:: LISTED ENTRIES ::

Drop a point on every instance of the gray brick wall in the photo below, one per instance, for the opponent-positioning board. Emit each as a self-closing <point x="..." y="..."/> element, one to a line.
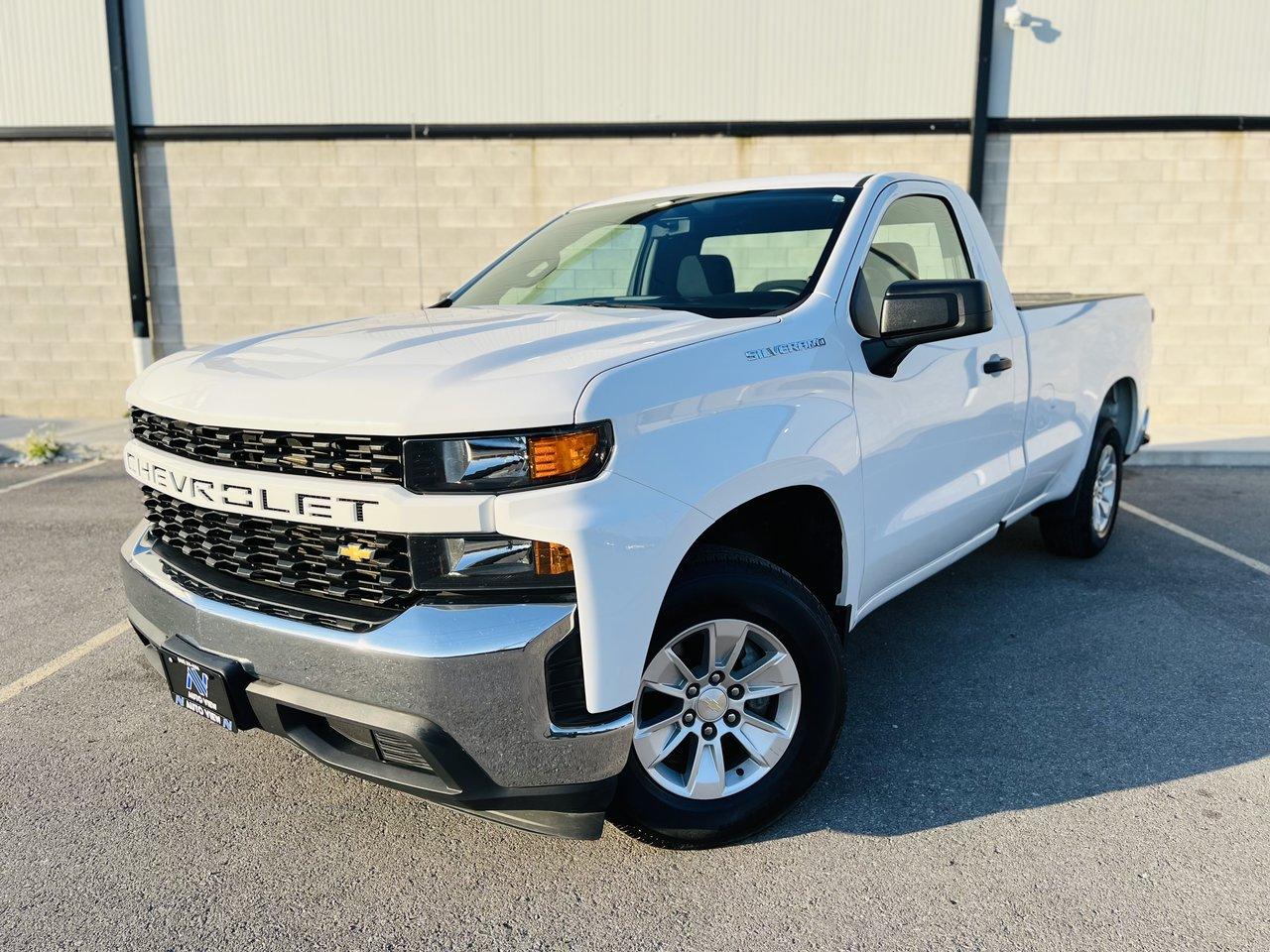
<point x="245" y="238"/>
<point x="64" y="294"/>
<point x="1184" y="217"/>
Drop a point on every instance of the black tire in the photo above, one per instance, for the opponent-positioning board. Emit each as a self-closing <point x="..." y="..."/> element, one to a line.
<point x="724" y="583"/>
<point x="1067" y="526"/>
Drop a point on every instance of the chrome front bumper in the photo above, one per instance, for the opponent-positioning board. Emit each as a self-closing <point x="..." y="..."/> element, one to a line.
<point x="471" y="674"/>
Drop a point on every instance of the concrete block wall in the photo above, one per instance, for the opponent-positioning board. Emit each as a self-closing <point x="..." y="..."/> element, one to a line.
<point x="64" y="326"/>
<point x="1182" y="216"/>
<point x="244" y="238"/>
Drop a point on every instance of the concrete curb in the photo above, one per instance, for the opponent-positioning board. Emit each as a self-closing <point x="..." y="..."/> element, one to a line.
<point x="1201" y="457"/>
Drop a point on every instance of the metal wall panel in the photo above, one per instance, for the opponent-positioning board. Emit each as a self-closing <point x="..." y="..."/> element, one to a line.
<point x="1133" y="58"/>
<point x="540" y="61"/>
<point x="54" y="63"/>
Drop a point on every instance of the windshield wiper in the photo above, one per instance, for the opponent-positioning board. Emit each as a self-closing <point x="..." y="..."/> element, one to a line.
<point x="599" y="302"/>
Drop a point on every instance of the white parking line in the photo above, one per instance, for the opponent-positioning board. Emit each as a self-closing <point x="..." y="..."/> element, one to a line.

:::

* [WHAT YOU NEED TO DO]
Transcribe every line of the records above verbatim, omitting the pictures.

* [ANSWER BELOW]
Drop a point on every instance of the gray brick wall in the photo below, one per instance, for the opponent-positioning board. Emit each as a self-closing <point x="..." y="..."/> element, one to a line.
<point x="245" y="238"/>
<point x="64" y="294"/>
<point x="1184" y="217"/>
Drop a point on every instance of the black tire in the photo above, one per instance, for the opponent-positioning board. Emit each as a self-closing <point x="..." y="..."/> element, one to a line.
<point x="724" y="583"/>
<point x="1067" y="526"/>
Drop a point on every instance of the chrome front bumper in the photo above, one per instance, for the opponent-positioning board. Emit each as a self-closing <point x="..." y="..."/> element, one to a line.
<point x="471" y="674"/>
Drop a point on every instance of the concrete block wall in the photo above, one per instance, for the opponent-positioning board. Emit each as a self-closing <point x="..." y="..."/> element, one to a line.
<point x="64" y="326"/>
<point x="1182" y="216"/>
<point x="244" y="238"/>
Drop a point on every instance of the concrete curb in the photo above, one per instance, for the opponent-positioning board. Emit each as a self-closing <point x="..." y="..."/> element, one to a line.
<point x="1201" y="457"/>
Drop a point on every instance of the metal wall panel in the photo above, one per instance, for the opponent-positioning board. Emit each as a self-closing <point x="..." y="..."/> element, one to a line.
<point x="1133" y="58"/>
<point x="540" y="61"/>
<point x="54" y="63"/>
Drop a point on every instance of the windshield wiper in the photo above, one per instance, for the opponent-positioning board. Emit each as a self-closing <point x="..." y="..."/> element, one to a line.
<point x="599" y="302"/>
Drop a point on every instance of the white parking line in the photo above, one per instance, for the opponent-positioning board. Emit each as a self-closing <point x="..." y="..."/> element, one to a line.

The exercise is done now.